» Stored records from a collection
◇ ◇ ◇ ◇
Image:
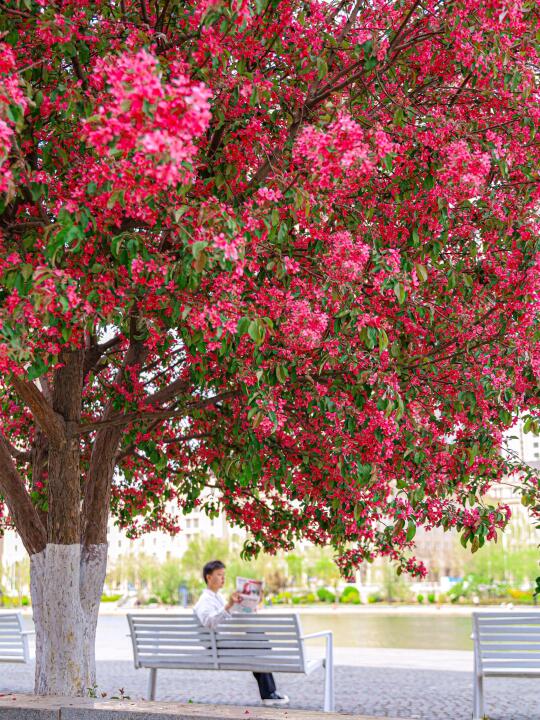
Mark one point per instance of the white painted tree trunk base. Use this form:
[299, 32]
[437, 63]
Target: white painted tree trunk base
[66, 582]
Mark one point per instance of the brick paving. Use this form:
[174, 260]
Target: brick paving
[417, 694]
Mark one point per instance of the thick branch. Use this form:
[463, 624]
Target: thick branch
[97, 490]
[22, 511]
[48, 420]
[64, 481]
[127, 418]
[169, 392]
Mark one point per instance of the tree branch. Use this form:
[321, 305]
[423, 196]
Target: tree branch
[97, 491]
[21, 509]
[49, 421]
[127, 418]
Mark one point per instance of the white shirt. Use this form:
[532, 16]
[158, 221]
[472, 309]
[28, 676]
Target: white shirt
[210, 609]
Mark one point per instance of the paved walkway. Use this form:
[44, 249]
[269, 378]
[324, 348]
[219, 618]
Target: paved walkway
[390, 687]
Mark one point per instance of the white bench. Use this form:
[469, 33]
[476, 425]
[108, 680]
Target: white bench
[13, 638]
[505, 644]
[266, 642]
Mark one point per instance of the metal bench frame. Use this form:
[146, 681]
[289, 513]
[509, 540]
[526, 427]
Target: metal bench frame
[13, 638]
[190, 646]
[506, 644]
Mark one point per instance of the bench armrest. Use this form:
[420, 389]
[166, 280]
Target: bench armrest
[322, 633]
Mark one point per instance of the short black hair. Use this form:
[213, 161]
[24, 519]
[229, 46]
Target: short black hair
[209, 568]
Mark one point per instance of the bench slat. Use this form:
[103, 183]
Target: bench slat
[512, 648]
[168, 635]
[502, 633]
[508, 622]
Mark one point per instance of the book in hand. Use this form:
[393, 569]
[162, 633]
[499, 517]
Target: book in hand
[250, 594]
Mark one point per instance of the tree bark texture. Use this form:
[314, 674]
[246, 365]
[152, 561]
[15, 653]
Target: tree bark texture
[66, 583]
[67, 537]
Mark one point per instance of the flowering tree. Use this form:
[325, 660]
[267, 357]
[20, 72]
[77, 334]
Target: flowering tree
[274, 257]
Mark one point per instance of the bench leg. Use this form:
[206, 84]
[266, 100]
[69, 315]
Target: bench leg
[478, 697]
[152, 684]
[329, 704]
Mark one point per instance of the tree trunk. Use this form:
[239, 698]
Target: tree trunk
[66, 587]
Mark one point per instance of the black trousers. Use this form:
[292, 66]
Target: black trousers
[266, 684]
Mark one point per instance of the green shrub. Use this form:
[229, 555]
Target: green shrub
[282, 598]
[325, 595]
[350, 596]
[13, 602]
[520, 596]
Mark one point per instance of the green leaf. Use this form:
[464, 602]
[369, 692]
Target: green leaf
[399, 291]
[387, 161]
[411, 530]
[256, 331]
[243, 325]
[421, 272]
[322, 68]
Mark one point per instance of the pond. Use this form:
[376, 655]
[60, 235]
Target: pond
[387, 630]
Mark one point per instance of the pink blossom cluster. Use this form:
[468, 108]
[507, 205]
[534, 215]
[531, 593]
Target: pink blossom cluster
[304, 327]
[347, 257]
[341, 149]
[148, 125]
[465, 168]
◇ ◇ ◇ ◇
» What needs to be done
Retype all of the records above exactly as they appear, omitting the pictures from your answer.

» Completed exercise
Image:
Mark one point per instance of the white painted tree trunk base. Use this form:
[299, 32]
[437, 63]
Target: white painted tree trunk base
[66, 582]
Mark one point per instance of the brick paving. Use this form:
[174, 260]
Target: brick paving
[417, 694]
Mark one point per instance of the thick branch. Use this form:
[463, 624]
Target: thick branch
[97, 490]
[22, 511]
[48, 420]
[64, 481]
[127, 418]
[169, 392]
Mark one point per instance of the tree branch. Use this form:
[321, 305]
[423, 196]
Target: tree branch
[97, 491]
[21, 509]
[49, 421]
[127, 418]
Mark one point per instance of the white shirt. Use this form:
[532, 16]
[158, 221]
[472, 309]
[28, 676]
Target: white shirt
[210, 609]
Mark one point per instance of the paved walkway. Use this form:
[44, 249]
[269, 378]
[324, 348]
[219, 618]
Target: paved walkway
[390, 687]
Mark one point per instance of the white bench. Use this form:
[469, 33]
[476, 425]
[108, 680]
Target: white bench
[13, 638]
[505, 644]
[266, 642]
Mark one point per instance of the metal bench frame. Use this form:
[146, 681]
[289, 513]
[509, 540]
[526, 427]
Target: metal bench frame
[13, 638]
[190, 646]
[506, 644]
Mark one point per instance of the bench armrest. Use this form:
[420, 389]
[166, 280]
Target: bench armrest
[322, 633]
Mark one point per instance of the short black hair. Use this form:
[213, 161]
[24, 519]
[229, 46]
Target: short black hair
[209, 568]
Mark one point per instance of the bench slat. Use this form:
[103, 183]
Target: bench slat
[512, 648]
[168, 635]
[502, 633]
[508, 622]
Mark one point per instance of the book in hand. Use this form:
[393, 569]
[162, 633]
[499, 517]
Target: book in hand
[250, 594]
Mark one point per instance of the tree bark texture. Use this form:
[314, 674]
[246, 365]
[152, 561]
[15, 653]
Target: tree bark texture
[66, 583]
[67, 537]
Mark one point per instance of the flowering tree. Use this form:
[325, 660]
[267, 357]
[20, 72]
[77, 334]
Target: flowering tree
[274, 257]
Mark one point per instance of the bench leg. Use this form:
[206, 84]
[266, 100]
[69, 315]
Target: bench leg
[478, 697]
[152, 684]
[329, 704]
Mark one point per instance of the tree trunk. Use this form:
[239, 698]
Target: tree trunk
[66, 587]
Mark one point per instance of the black trousers. Use this form:
[292, 66]
Target: black trousers
[266, 684]
Mark one point per instance of the green shrub. Use this form:
[229, 555]
Target: green shrub
[282, 598]
[325, 595]
[350, 596]
[13, 602]
[520, 596]
Mark one point per instance of the green leaf. Use this form:
[464, 602]
[369, 692]
Target: green leaf
[399, 291]
[387, 161]
[411, 530]
[256, 331]
[243, 325]
[421, 272]
[322, 68]
Mark one point per instance of the pond. Use this form:
[376, 655]
[60, 235]
Target: pond
[387, 630]
Mark one point per instance of the pink blossom cluster. Use this form:
[468, 108]
[507, 205]
[534, 215]
[531, 593]
Target: pink blossom cluster
[304, 327]
[347, 257]
[341, 149]
[148, 125]
[465, 168]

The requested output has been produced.